**WHAT IS BEING ASKED**
Your response should consist solely of the records, written out exactly.

**MATERIAL FOR THIS TASK**
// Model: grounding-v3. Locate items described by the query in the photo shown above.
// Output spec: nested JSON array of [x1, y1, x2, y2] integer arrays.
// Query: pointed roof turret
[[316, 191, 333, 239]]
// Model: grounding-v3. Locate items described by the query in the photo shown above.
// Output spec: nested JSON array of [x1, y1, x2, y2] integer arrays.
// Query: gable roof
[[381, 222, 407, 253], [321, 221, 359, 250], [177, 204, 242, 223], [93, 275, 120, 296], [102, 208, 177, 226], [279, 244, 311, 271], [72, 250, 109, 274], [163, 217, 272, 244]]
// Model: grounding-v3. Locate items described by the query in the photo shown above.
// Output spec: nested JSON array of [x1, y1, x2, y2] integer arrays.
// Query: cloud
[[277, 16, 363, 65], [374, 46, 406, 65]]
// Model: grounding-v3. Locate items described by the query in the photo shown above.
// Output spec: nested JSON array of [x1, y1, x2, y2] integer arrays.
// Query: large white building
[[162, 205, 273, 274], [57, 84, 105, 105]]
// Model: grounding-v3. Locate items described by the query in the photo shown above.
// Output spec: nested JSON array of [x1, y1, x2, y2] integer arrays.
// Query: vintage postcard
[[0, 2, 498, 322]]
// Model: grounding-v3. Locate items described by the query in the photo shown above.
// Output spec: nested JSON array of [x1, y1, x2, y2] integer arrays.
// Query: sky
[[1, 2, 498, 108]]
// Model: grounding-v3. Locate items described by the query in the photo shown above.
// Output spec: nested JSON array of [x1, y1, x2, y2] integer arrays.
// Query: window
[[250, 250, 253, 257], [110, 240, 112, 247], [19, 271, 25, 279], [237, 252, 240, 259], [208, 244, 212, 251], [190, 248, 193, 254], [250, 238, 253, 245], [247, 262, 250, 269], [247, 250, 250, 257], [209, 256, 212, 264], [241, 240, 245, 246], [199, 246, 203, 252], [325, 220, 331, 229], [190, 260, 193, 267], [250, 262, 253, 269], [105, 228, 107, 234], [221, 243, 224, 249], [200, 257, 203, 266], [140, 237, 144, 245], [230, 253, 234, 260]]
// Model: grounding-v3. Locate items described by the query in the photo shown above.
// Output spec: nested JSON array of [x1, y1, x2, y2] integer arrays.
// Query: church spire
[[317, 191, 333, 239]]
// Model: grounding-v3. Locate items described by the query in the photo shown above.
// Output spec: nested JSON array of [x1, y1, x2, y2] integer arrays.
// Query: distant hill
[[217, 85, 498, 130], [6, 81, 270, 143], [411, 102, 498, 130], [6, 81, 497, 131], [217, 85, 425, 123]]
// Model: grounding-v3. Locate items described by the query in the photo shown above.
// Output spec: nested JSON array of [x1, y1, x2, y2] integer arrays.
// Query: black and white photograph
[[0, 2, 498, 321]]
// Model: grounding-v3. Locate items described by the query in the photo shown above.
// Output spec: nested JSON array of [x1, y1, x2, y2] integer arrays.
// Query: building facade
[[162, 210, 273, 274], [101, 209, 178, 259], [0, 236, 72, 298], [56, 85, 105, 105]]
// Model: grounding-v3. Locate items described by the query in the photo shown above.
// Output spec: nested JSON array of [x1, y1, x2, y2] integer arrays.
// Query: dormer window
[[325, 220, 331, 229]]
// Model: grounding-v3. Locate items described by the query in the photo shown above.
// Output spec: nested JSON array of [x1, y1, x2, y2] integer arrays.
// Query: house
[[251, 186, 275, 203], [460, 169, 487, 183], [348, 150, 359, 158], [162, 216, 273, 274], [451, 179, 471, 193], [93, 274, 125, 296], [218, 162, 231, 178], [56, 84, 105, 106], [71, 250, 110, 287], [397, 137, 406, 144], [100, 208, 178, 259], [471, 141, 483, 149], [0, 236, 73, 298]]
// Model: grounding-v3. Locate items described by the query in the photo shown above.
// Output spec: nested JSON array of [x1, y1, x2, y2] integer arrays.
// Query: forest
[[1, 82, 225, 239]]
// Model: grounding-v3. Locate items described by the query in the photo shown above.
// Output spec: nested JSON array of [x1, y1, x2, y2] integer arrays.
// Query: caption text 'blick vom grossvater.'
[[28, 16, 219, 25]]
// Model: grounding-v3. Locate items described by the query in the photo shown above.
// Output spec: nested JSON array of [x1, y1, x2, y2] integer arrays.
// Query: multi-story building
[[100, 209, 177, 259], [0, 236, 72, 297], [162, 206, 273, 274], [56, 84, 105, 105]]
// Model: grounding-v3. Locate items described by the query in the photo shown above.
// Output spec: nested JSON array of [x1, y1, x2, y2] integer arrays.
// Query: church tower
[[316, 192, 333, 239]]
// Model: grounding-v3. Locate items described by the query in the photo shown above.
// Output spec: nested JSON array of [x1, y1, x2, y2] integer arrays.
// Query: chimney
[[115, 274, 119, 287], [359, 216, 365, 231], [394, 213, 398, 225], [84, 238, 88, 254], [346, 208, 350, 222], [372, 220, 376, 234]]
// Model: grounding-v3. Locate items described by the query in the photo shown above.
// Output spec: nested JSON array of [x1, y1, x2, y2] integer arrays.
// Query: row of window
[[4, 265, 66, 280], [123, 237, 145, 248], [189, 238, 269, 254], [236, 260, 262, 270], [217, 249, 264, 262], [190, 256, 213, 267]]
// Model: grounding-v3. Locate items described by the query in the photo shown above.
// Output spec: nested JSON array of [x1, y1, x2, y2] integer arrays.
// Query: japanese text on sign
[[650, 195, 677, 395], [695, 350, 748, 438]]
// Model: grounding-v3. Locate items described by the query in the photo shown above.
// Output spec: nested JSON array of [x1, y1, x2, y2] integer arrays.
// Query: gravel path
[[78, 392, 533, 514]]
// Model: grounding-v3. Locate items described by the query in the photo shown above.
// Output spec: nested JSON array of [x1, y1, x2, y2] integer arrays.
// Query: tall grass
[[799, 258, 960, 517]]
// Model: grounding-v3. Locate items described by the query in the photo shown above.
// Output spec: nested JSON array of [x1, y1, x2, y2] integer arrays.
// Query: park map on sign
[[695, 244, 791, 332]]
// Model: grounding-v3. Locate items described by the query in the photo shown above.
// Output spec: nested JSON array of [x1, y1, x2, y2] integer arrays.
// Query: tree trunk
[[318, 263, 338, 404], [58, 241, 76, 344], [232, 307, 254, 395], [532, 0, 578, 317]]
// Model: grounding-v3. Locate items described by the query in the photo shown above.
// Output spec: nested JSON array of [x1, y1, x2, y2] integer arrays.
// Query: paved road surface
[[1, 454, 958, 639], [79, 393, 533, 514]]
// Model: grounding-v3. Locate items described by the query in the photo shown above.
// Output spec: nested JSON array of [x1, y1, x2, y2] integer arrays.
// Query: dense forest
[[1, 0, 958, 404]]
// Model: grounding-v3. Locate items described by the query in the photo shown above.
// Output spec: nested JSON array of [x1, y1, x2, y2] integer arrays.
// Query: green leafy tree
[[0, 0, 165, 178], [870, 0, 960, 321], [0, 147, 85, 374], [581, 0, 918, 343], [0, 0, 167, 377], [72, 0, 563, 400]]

**REPLY**
// Model: grounding-v3. Locate items described by the query in the photo shown above.
// Output spec: nested JSON array of [x1, y1, x2, y2] integer arrays.
// Query: pointed roof turret
[[316, 191, 333, 239]]
// Model: grounding-v3. Locate items described by the query in the photo shown above.
// Output spec: nested JSON array of [x1, y1, x2, y2] integer arrays.
// Query: gable roof
[[381, 222, 407, 253], [321, 221, 359, 250], [177, 204, 242, 223], [93, 275, 120, 296], [102, 208, 177, 226], [279, 244, 311, 271], [72, 250, 109, 274], [163, 217, 272, 244]]
// Model: grounding-v3. Locate items described by the query in the photo shown above.
// Output spec: nested JSON array of [x1, y1, x2, y2] integer arrays.
// Query: cloud
[[277, 16, 363, 65], [374, 46, 406, 65]]
// Model: grounding-v3. Locate items described by the query in the photo shown above.
// Output spec: nested JSON array of [x1, y1, x2, y2] integer arrays.
// Query: large white building
[[162, 205, 273, 274], [57, 84, 105, 105]]
// Model: grounding-v3. Locate items described by the query in the photo shown above.
// Output spec: nested JSON array of [x1, y1, x2, y2] integer arrays.
// Query: vintage postcard
[[0, 2, 498, 322]]
// Model: grounding-v3. Locate items described by the query in the photo shown above.
// Output spec: nested JSON array of [x1, y1, x2, y2] integer arrays.
// Query: sky
[[1, 2, 498, 108]]
// Model: grounding-v3. Locate items described by the query in the photo shown above.
// Output spec: nested JSON array of [x1, y1, x2, y2] integer arrays.
// Query: window
[[250, 250, 253, 257], [110, 240, 112, 247], [19, 271, 25, 279], [237, 252, 240, 259], [208, 244, 212, 251], [190, 248, 193, 254], [250, 238, 253, 245], [247, 262, 250, 269], [247, 250, 250, 257], [209, 256, 212, 264], [241, 240, 245, 246], [199, 246, 203, 252], [325, 220, 331, 229], [190, 260, 193, 267], [250, 262, 253, 269], [105, 228, 107, 234], [221, 243, 224, 249], [200, 257, 203, 266], [140, 237, 144, 245], [230, 253, 234, 260]]
// Model: grounding-v3. Locate items described by the query in the photo shown above.
// Output spec: nested JSON array of [x1, y1, x2, y2] integer arrays.
// Query: church spire
[[317, 191, 333, 239]]
// Model: grounding-v3. Locate items described by the query in the photo shown above.
// Output spec: nested JSON array of [x1, y1, x2, y2] integer arrays.
// Query: distant hill
[[217, 85, 498, 130], [6, 81, 270, 143], [411, 102, 498, 130], [6, 81, 497, 131], [217, 85, 425, 123]]
// Model: grounding-v3. Locate items described by the query in the photo shown above.
// Output spec: nested JSON array of [x1, y1, x2, y2] integer arrays.
// Query: black and white photograph
[[0, 2, 498, 321]]
// Model: grounding-v3. Locate items described by the query in the photo shown above.
// Output spec: nested JSON array of [x1, y1, x2, y2] integer arrays.
// Query: building facade
[[162, 210, 273, 274], [101, 209, 178, 259], [0, 236, 72, 298], [56, 85, 105, 105]]
// Model: grounding-v3. Locate items described by the query in the photo shown above.
// Output spec: nested JSON array of [x1, y1, x2, y2] integer arrays.
// Query: dormer window
[[325, 220, 331, 229]]
// Model: grounding-v3. Locate items described by the query in the photo shown above.
// Output spec: nested JSON array of [x1, y1, x2, y2] integer arrays.
// Query: house
[[251, 186, 275, 203], [460, 169, 487, 183], [348, 150, 359, 158], [162, 216, 273, 274], [451, 179, 471, 193], [93, 274, 125, 296], [218, 162, 231, 178], [56, 84, 105, 106], [71, 250, 110, 287], [397, 137, 406, 144], [100, 208, 178, 259], [471, 141, 483, 149], [0, 236, 73, 298]]
// Model: grounding-v3. Locate items described by the query in the photo shown above.
// Output spec: nested JSON array of [x1, y1, x2, y2] integer arrays.
// Query: forest
[[1, 82, 225, 239]]
// Model: grounding-v3. Locate items described by the query in the photo shown above.
// Output spec: nested JSON array of [x1, y1, x2, y2] integer arrays.
// Query: caption text 'blick vom grossvater.'
[[28, 16, 219, 25]]
// Model: grounding-v3. Locate items described by the query in the photo shown above.
// Output spec: nested JSON array of [x1, y1, x2, y2] integer arrays.
// Query: multi-story building
[[100, 209, 177, 259], [0, 236, 72, 297], [162, 206, 273, 274], [56, 84, 105, 105]]
// Model: grounding-v3. Locate items described by the query in the photo shown above.
// Output spec: nested JSON array of [x1, y1, x2, y2] integer arrays.
// Query: church tower
[[316, 192, 333, 239]]
// Model: grounding-v3. Locate items described by the query in the photo shown above.
// Output spec: nested JSON array of [x1, y1, x2, y2] integer arrays.
// Query: chimney
[[115, 274, 119, 287], [359, 216, 365, 231], [394, 213, 398, 225], [84, 238, 88, 254], [346, 208, 350, 222], [372, 220, 376, 234]]
// Model: grounding-v3. Locate items described by the query in the photo shown above.
// Output spec: nested JSON array of [x1, y1, x2, y2] integer arrays.
// Query: row of window
[[4, 265, 66, 280], [123, 237, 145, 248], [189, 238, 269, 254], [236, 260, 262, 270], [217, 249, 264, 262], [190, 256, 213, 267]]
// Model: grounding-v3. Locate items described by the query in the photo shown above.
// Output spec: nested JSON array of [x1, y1, x2, y2] integer arrays.
// Query: japanese text on sign
[[650, 195, 677, 395], [695, 350, 748, 438]]
// Model: grounding-v3. Locate items described by the query in the photo shown above.
// Output spec: nested JSON array of [x1, y1, x2, y2] integer arrays.
// Query: gravel path
[[78, 392, 533, 514]]
// Model: grounding-v3. Locate items described by the query in the photo shown above.
// Output spec: nested JSON array of [x1, y1, x2, y2] integer arrays.
// Query: tall grass
[[799, 258, 960, 517]]
// Model: grounding-v3. Locate items described by the query in the photo shown above.
// Output spec: nested JSON array of [x1, y1, x2, y2] integer arrays.
// Query: park map on sign
[[695, 244, 791, 332]]
// Model: grounding-v3. Locate items described by the query in the photo shown above.
// Output spec: nested JSON array of [x1, y1, x2, y2] integer arrays.
// Query: tree trunk
[[318, 263, 338, 404], [58, 241, 76, 344], [232, 307, 254, 395], [532, 0, 578, 317]]
// Model: grounding-v3. Locate items described by the query in the photo shown above.
// Output spec: nested JSON array of [x1, y1, x2, y2] integer arrays.
// Query: paved road surface
[[1, 454, 958, 639], [79, 393, 533, 514]]
// Model: grounding-v3. Locate items described by the query in the photo shown above.
// Output spec: nested JSON array of [x1, y1, x2, y2] integer arrays.
// Query: dense forest
[[1, 0, 958, 404]]
// Model: grounding-v3. Locate items described by the query in the photo shown above.
// Output spec: nested JSON array of [x1, y1, x2, y2] integer arrays.
// Query: green leafy tree
[[0, 0, 165, 178], [870, 0, 960, 321], [0, 147, 85, 374], [581, 0, 918, 343], [0, 0, 167, 377], [72, 0, 563, 400]]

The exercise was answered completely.